- Born: 12 July 1931 Secunderabad, Hyderabad State, British India (now in Telangana, India)
- Died: 8 December 2019 (aged 88)
- Citizenship: Canada
- Occupations: Writer and professor

Academic background
- Alma mater: St. John's College, Agra (B.A.) Agra College (M.A.) University of Leeds (Ph.D.)
- Doctoral advisor: G. Wilson Knight

Academic work
- Institutions: University of Regina

= Saros Cowasjee =

Saros Dara Cowasjee (12 July 1931 – 8 December 2019) was an Indian-born Canadian novelist, short story writer, commentator, critic, anthologist, and screenwriter, as well as a professor emeritus at University of Regina.

== Early life and education ==
Cowasjee was born in Secunderabad, India on 12 July 1931, to Dara and Meher Cowasjee. He had a sister and a brother. He earned a B.A. from St. John's College, Agra in 1951. He completed a M.A. from Agra College in 1955. In 1960, Cowasjee completed a Ph.D. from University of Leeds. He researched Seán O'Casey under the supervision of G. Wilson Knight.

== Career ==
Cowasjee was an editor for two years with the Times of India Press in Bombay (now renamed Mumbai). In 1963, he joined the faculty of the University of Saskatchewan, Regina Campus as an instructor of English. In 1971, he became a full-time professor. Upon retirement in 1995, Cowasjee became professor emeritus.

Cowasjee said "…I am a Canadian citizen, though my I sell much better in the U.K. and India than I do in Canada…. Perhaps my work lacks Canadian content and sensibility. Also, to be noticed in Canada one has to be an aggressive salesman, as aggressive as a Jehovah's Witness, and as prepared to take insults and get the door shut in one's face."

== Personal life and death ==
Cowasjee was Parsi, a Zoroastrian community in India. He emigrated to Canada in 1963 and was a Canadian citizen. Cowasjee resided in Regina, Saskatchewan. He died on 8 December 2019, at the age of 88.

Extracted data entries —
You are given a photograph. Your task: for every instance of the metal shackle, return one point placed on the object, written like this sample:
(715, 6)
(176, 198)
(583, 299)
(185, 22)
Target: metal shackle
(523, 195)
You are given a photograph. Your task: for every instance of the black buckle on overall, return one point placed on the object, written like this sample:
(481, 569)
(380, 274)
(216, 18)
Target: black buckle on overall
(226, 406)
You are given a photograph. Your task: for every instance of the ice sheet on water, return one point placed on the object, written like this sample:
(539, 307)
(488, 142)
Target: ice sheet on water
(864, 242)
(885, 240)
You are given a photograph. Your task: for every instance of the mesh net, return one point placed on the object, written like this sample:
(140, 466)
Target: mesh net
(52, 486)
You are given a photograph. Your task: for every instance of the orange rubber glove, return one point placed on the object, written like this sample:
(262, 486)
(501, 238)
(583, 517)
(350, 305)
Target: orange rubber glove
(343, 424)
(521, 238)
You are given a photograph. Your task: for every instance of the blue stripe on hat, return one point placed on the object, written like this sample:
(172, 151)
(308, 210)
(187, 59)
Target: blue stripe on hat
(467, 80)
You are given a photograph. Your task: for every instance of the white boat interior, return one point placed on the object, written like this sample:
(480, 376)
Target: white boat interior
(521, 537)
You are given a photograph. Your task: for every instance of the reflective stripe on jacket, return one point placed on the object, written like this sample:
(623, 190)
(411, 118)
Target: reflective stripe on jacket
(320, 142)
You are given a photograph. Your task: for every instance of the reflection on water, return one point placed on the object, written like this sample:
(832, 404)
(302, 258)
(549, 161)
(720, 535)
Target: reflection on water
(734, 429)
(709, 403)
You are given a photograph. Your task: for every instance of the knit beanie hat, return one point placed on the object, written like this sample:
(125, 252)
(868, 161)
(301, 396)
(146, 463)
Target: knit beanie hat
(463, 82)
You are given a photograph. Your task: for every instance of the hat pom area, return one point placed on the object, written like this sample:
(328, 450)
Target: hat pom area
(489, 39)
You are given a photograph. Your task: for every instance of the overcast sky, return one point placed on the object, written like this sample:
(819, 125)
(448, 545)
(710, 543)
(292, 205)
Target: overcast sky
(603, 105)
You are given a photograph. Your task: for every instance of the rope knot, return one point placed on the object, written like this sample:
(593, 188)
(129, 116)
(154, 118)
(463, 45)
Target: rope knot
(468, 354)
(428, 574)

PROBLEMS AND TASKS —
**1.** According to the Saros Cowasjee biography, in what year did he join the faculty of the University of Saskatchewan, Regina Campus, and in what role?
**2.** Carry on the Saros Cowasjee biography from its final sentence.
These items come from a separate source.

RESULTS FOR EACH TASK —
**1.** In 1963, as an instructor of English.

**2.**
==Selected works==

===As author===
- Sean O'Casey, the Man Behind the Plays (1963);
- O'Casey (1966);
- Stories and Sketches (1970);
- Goodbye to Elsa (1974);
- Mulk Raj Anand: Coolie : an assessment (1976);
- Nude therapy (1978);
- So Many Freedoms: A Study of the Major Fiction of Mulk-Raj Anand (1978);
- The last of the maharajas: A screen play based on Mulk Raj Anand's Private life of an Indian Prince (1980);
- Suffer little children (1982);
- Studies in Indian and Anglo-Indian Fiction (1993);
- The Assistant Professor (1996).

===As editor===
- Author to Critic: The Letters of Mulk Raj Anand to Saros Cowasjee (1973);
- Modern Indian Short Stories (1982);
- Stories from the Raj (1983);
- More Stories from the Raj and After (1986);
- Indigo by Christine Weston (1987, 1993);
- The Wild Sweet Witch by Philip Mason (1989);
- Women Writers of the Raj: Short Fiction (1990);
- Four Raj Novels (Omnibus) (1994);
- Orphans of the Storm: Stories on the Partition of India (1995);
- The Best Short Stories of Flora Annie Steel by Flora Annie Steel (1995);
- The Oxford Anthology of Raj Stories (1999).

===Introductions===
- Private Life of an Indian Prince by Mulk Raj Anand (1970);
- The Trilogy comprising The Village, Across the Black Waters and The Sword and the Sickle by Mulk Raj Anand (2016).